[Opening Data section section]
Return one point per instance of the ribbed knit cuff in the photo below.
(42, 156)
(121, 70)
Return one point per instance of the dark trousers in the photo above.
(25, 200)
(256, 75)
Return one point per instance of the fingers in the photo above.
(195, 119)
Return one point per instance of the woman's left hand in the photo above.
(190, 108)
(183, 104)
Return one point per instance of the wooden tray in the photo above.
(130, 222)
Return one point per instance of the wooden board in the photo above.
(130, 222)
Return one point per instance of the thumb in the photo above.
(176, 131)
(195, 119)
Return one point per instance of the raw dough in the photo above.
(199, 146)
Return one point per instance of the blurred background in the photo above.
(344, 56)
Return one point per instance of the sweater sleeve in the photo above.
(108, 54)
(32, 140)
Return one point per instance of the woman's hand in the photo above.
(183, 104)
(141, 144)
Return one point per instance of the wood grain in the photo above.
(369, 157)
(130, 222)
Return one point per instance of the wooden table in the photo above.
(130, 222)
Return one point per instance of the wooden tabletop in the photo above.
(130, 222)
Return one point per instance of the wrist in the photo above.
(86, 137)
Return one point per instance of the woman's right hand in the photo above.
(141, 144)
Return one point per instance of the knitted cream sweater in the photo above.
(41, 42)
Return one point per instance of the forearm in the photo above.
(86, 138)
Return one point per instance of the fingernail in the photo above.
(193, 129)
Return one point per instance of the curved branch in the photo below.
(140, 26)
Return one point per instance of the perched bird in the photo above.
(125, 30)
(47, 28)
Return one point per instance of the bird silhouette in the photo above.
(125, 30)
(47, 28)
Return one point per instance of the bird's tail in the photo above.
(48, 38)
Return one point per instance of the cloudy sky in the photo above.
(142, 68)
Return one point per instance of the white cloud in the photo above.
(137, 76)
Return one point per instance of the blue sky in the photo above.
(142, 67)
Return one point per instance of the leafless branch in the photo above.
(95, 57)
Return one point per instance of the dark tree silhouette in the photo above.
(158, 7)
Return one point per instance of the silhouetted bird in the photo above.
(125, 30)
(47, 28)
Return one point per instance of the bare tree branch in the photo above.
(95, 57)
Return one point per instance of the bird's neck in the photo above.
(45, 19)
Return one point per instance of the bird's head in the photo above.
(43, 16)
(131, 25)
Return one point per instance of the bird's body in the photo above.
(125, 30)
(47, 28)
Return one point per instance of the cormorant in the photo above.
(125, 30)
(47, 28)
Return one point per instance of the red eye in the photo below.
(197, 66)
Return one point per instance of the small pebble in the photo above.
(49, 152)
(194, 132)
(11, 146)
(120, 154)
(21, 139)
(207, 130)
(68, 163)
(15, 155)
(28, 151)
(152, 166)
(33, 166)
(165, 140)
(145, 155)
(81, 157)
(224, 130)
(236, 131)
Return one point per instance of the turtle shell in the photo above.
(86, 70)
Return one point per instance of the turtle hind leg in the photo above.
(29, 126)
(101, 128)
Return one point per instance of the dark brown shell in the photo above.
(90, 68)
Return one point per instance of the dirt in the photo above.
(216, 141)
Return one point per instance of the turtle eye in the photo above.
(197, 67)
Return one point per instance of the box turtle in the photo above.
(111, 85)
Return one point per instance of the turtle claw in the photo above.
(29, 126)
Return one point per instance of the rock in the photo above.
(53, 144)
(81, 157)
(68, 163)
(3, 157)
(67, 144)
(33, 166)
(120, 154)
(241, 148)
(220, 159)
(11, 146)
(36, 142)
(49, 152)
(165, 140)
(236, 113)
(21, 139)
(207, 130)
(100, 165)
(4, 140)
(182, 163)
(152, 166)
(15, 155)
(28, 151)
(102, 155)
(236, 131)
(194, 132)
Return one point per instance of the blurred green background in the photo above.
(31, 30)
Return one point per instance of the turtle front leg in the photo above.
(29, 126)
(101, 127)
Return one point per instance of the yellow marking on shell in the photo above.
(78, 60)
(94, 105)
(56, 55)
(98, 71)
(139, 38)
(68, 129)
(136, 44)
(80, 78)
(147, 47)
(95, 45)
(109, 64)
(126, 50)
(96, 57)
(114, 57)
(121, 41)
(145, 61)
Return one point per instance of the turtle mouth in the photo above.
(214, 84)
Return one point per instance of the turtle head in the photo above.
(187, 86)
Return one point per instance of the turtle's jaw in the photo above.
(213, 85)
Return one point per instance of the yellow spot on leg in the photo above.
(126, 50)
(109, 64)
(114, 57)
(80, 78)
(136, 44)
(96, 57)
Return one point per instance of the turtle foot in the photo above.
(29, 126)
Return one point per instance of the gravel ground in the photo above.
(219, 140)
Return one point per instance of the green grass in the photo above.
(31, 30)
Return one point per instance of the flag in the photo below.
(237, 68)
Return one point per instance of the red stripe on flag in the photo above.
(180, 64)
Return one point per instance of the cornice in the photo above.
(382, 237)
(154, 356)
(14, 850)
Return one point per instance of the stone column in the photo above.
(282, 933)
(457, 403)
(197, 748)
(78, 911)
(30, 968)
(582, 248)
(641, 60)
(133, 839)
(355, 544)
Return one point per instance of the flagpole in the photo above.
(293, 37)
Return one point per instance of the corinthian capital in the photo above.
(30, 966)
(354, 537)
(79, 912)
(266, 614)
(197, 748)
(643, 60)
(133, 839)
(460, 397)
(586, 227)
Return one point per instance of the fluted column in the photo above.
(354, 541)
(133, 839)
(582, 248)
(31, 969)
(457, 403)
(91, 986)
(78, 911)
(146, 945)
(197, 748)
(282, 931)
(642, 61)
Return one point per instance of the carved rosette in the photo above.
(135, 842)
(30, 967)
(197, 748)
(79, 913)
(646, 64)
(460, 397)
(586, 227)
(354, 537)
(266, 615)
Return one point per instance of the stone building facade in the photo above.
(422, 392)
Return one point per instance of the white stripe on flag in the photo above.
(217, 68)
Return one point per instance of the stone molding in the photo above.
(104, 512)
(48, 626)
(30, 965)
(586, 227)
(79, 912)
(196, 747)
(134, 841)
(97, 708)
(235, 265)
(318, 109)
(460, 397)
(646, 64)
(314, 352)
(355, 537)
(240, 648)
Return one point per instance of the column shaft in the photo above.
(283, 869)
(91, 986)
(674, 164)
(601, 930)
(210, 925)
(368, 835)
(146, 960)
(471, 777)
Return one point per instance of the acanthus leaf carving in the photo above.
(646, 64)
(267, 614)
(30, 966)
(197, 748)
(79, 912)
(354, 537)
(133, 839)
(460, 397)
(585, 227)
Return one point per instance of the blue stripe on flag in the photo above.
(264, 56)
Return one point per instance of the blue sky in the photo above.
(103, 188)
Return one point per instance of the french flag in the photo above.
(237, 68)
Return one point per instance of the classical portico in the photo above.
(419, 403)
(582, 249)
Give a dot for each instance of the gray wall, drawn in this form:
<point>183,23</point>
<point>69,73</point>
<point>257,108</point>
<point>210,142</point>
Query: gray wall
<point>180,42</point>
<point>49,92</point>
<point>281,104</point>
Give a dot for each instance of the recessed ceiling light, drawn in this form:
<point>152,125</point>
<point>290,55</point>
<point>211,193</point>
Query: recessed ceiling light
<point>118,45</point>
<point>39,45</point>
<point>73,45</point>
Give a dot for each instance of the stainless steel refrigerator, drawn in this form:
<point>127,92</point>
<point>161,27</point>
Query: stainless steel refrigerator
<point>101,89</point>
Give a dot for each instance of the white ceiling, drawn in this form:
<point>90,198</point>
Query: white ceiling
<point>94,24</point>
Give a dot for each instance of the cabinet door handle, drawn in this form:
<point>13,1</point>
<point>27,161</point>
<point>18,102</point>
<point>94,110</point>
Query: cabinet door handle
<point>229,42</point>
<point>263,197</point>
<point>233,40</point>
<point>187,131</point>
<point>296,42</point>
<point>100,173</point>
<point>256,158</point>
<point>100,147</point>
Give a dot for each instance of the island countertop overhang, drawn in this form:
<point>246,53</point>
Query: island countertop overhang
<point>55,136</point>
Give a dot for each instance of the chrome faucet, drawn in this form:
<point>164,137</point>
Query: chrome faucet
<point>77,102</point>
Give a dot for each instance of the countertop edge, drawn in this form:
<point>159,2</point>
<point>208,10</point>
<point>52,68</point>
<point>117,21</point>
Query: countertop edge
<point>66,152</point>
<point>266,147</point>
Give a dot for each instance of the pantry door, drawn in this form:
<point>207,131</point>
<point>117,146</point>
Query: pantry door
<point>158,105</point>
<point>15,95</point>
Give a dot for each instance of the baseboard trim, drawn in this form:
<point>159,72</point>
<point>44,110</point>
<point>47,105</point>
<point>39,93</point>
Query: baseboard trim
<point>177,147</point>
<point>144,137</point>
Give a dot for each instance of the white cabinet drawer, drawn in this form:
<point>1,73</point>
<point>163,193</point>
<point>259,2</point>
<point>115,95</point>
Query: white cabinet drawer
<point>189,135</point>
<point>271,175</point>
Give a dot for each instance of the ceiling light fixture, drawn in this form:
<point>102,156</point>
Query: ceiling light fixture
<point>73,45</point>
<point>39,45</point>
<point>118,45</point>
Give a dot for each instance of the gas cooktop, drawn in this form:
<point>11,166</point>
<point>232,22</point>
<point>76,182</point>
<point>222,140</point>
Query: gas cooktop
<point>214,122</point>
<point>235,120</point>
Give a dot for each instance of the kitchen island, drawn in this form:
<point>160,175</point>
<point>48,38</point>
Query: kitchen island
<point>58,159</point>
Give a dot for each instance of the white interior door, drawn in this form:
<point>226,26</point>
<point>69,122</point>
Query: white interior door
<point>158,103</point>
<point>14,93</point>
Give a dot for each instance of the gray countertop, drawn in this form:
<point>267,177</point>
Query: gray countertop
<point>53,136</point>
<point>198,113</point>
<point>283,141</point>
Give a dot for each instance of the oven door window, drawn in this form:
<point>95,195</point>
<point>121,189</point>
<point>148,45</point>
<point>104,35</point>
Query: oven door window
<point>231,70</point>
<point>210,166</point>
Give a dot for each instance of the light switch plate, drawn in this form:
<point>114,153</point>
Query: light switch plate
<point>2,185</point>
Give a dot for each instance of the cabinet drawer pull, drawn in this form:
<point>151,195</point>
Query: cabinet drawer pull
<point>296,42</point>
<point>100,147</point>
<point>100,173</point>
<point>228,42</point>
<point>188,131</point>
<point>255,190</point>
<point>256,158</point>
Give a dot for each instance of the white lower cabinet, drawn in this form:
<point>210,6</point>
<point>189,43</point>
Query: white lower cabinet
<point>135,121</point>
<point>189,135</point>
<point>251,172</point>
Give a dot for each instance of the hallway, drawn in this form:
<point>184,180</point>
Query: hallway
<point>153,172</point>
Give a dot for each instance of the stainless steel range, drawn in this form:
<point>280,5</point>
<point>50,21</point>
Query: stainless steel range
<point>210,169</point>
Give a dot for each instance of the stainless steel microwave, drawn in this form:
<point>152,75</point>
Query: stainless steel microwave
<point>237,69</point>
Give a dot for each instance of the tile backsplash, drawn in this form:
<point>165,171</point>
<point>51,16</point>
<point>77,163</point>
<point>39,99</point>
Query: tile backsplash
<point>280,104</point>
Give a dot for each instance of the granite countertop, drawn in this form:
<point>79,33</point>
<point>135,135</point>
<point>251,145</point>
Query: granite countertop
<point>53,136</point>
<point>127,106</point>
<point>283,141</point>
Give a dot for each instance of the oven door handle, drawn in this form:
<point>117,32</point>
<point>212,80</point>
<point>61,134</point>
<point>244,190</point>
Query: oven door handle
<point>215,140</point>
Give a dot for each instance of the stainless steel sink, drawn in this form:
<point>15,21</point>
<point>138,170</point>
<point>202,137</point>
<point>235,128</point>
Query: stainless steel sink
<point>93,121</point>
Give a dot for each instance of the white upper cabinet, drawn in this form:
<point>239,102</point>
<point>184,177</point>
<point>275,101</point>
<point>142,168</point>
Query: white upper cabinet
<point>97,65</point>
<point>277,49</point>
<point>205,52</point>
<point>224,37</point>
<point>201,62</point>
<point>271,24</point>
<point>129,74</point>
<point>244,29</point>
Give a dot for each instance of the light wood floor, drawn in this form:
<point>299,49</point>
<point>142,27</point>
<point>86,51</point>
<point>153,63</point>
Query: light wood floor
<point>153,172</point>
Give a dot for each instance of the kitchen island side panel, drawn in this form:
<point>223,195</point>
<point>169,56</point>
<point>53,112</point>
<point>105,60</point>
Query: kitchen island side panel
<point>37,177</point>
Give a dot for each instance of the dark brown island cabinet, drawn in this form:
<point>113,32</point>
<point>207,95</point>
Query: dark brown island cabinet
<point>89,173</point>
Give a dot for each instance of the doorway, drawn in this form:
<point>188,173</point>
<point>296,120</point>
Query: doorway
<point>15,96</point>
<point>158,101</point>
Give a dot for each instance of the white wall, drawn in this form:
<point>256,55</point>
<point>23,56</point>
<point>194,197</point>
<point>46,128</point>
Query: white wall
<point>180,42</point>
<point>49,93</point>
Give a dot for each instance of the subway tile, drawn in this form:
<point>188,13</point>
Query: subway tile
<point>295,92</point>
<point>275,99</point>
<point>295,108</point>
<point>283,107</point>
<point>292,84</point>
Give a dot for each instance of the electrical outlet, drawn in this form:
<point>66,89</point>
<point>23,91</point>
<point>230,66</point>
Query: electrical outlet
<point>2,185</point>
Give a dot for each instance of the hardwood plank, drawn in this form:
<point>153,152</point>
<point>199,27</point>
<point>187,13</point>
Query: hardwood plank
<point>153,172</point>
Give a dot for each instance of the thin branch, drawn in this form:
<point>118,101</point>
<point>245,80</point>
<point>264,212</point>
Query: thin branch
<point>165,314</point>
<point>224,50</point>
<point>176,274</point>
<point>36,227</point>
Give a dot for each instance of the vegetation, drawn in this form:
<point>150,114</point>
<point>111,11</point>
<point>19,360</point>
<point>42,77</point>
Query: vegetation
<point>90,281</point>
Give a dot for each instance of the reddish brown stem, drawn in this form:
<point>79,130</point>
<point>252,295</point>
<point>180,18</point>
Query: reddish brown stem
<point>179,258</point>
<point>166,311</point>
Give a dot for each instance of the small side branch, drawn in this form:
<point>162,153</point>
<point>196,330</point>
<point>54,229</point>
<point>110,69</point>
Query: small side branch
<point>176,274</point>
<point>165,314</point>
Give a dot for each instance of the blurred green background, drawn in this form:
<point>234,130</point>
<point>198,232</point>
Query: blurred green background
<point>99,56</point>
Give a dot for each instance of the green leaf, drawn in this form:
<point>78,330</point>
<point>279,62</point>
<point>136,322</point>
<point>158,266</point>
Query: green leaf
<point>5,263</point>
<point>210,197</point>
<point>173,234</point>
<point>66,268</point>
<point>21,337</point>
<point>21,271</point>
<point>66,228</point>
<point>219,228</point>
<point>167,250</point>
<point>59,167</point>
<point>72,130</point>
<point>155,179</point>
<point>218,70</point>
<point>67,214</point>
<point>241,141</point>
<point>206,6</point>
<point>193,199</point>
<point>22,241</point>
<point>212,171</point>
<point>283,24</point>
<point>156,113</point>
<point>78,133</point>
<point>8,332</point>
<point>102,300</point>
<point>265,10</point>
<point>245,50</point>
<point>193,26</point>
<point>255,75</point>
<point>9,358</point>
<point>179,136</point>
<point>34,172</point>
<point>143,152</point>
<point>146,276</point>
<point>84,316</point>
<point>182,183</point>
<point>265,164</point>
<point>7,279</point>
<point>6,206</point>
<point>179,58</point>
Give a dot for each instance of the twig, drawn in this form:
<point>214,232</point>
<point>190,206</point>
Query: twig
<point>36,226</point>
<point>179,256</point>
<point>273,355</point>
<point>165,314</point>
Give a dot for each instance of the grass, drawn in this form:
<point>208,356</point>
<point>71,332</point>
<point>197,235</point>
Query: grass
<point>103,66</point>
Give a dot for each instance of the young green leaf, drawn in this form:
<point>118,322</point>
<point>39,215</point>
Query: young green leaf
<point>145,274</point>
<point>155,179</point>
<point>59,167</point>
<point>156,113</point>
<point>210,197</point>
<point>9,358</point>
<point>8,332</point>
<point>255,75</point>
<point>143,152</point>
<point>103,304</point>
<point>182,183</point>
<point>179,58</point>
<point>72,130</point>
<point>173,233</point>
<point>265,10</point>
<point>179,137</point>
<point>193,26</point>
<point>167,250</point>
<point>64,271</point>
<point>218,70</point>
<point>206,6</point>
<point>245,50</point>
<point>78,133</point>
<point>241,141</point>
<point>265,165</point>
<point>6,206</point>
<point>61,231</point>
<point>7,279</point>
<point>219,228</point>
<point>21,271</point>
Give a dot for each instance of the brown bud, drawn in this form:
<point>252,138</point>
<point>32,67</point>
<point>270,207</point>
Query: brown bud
[Closing Data section section]
All lines above from the one holding "<point>188,173</point>" to the one holding "<point>194,197</point>", inclusive, are to be copied exactly; no other line is wanted.

<point>188,173</point>
<point>296,120</point>
Query: doorway
<point>15,96</point>
<point>158,101</point>
Give a dot for each instance of the white wall, drawn in this form:
<point>256,55</point>
<point>23,56</point>
<point>194,197</point>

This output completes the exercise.